Condense the paragraph in the Little Saigon transcript that begins "When journalists are killed" into a bulleted list that keeps its main facts.
--- Start of Page excerpt ---
Terror in Little Saigon: The Shocking Story of a Vietnamese Death Squad Killing 5 Journalists in US Pt. 2

November 13, 2015
Web Exclusive


A.C. Thompson

producer and correspondent of the Frontline documentary, Terror in Little Saigon. He is a staff reporter at ProPublica and co-author of Torture Taxi: On the Trail of the CIA’s Rendition Flights.

Rick Rowley

producer, writer and director of the Frontline documentary, Terror in Little Saigon. He was nominated for an Academy Award for Best Documentary Feature for the 2013 film Dirty Wars. He is an independent journalist with Big Noise Films.

During the 1980s, five Vietnamese-American reporters were murdered in the United States. Despite lengthy FBI probes, none of the victims’ killers were ever brought to justice.

Part 2 of our conversation with A.C. Thompson and Rick Rowley, who teamed up on the new PBS Frontline report, Terror in Little Saigon.

Thompson and Rowley uncover new evidence potentially tying a right-wing paramilitary Vietnamese exile group to the journalists’ deaths—and a U.S. government link that may have helped them evade justice. Could the documentary lead authorities to reopen the cases?

Watch Part 1: Terror in Little Saigon: New Doc Ties US-Allied Kill Squad to Unsolved Murders of Vietnamese Journos in US


This is a rush transcript. Copy may not be in its final form.

AMY GOODMAN: This is Democracy Now!,, The War and Peace Report. I’m Amy Goodman, with Part 2 on our conversation on the Frontline documentary, Terror in Little Saigon.

When journalists are killed for doing their job, their names often become known around the world, martyrs in the cause of media freedom. But we’re now going to turn to a series of killings that happened in this country but were all but ignored. During the 1980s, five Vietnamese-American reporters were murdered. The killings shared key traits. All five victims appeared to be deliberately targeted. All five worked for small outlets serving the Vietnamese refugee community after the end of the Vietnam War in 1975. All had either voiced support for Vietnam’s Communists or had published criticism of a right-wing paramilitary Vietnamese exile group called the National United Front for the Liberation of Vietnam, known as "the Front." And despite a lengthy FBI investigation, none of the victims’ killers were ever brought to justice. But now this case is being re-examined, thanks to a new PBS Frontline documentary called Terror in Little Saigon.
--- End of Page excerpt ---
--- Start of Given entries ---
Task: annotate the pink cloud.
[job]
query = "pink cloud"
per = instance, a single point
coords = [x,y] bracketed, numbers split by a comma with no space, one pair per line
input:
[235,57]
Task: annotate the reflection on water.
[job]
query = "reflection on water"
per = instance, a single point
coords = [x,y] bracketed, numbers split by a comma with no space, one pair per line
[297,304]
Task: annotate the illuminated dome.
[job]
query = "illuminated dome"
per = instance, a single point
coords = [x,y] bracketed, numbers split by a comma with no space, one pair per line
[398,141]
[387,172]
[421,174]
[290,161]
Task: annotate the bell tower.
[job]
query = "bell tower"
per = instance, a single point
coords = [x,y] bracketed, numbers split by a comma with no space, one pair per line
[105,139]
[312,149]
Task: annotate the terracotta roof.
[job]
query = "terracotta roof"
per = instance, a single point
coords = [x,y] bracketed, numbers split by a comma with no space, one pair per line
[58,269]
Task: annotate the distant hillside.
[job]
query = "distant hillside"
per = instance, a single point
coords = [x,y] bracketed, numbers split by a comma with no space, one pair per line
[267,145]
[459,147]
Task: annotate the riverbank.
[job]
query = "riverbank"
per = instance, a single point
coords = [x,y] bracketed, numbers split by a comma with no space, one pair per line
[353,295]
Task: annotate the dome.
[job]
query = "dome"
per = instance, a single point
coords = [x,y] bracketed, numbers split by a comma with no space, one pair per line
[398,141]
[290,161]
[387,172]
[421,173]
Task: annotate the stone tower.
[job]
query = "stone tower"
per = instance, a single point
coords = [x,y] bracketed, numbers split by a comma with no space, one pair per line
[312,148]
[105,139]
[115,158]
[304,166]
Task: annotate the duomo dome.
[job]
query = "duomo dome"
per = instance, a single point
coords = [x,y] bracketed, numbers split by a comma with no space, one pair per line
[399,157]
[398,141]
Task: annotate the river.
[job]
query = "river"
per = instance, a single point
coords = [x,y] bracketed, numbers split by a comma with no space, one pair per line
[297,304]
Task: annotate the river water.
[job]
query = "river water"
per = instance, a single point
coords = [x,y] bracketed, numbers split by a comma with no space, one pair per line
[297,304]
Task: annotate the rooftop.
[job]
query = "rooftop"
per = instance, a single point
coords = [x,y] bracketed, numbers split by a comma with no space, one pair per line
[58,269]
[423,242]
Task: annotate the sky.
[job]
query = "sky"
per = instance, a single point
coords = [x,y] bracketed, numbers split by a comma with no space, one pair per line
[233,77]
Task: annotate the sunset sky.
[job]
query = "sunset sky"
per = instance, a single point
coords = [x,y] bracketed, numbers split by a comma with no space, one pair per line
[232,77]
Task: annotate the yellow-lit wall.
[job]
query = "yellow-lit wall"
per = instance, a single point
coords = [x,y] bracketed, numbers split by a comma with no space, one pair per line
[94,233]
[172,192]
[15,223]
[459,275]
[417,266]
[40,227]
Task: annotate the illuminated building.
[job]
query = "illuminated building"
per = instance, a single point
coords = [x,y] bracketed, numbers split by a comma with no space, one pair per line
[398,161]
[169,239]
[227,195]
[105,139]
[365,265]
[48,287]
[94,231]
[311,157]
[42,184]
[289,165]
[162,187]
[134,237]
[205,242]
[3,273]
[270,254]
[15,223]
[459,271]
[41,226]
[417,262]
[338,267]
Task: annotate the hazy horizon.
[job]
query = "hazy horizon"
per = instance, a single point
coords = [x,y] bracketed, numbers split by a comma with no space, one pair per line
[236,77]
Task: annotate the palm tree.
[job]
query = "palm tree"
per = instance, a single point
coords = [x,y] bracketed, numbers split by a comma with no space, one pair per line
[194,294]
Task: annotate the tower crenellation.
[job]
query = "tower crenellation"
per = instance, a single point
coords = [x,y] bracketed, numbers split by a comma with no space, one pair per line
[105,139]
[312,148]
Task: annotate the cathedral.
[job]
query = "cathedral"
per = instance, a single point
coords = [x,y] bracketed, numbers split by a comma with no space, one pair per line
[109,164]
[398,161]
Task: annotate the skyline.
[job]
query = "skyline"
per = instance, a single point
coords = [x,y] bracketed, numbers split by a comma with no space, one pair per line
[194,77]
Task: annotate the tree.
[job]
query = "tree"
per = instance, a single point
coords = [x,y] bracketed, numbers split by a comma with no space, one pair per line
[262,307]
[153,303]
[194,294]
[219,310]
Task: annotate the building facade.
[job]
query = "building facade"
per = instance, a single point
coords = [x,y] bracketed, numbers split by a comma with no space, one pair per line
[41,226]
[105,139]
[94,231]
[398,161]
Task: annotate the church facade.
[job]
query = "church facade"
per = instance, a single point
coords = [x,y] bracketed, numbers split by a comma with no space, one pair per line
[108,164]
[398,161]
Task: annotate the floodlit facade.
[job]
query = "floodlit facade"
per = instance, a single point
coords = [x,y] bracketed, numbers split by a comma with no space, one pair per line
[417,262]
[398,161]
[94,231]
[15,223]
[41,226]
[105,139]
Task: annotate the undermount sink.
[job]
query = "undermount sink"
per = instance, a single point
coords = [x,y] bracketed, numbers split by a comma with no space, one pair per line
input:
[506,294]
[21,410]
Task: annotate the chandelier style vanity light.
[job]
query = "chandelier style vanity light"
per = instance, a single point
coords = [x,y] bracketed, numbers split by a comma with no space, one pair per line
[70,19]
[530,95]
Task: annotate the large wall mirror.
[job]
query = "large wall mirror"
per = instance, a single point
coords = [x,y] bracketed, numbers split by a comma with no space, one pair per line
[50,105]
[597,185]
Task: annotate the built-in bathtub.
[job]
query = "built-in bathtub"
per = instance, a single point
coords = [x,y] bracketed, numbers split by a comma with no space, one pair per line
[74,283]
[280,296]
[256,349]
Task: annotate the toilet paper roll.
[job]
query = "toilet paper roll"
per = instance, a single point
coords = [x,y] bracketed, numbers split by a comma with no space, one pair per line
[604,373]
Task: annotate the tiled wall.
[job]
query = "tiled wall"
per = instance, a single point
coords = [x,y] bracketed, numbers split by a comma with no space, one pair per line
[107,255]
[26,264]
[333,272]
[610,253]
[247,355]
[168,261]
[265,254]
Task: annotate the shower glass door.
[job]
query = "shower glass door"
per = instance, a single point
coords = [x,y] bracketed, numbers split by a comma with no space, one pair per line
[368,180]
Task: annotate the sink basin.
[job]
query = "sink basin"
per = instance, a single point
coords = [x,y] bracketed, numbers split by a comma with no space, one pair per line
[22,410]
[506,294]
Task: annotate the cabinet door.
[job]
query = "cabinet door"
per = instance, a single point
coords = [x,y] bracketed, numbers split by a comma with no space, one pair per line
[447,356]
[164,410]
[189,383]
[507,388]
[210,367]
--- End of Given entries ---
The reply:
- Journalists killed for their work often become known worldwide, but a series of such killings in the United States was nearly ignored.
- During the 1980s, five Vietnamese-American reporters were murdered.
- All five appeared to be deliberately targeted.
- All five worked for small outlets serving the Vietnamese refugee community after the Vietnam War ended in 1975.
- Each had either voiced support for Vietnam's Communists or published criticism of the National United Front for the Liberation of Vietnam ("the Front"), a right-wing paramilitary exile group.
- Despite a lengthy FBI investigation, none of the killers was ever brought to justice.
- The case is now being re-examined because of the new PBS Frontline documentary Terror in Little Saigon.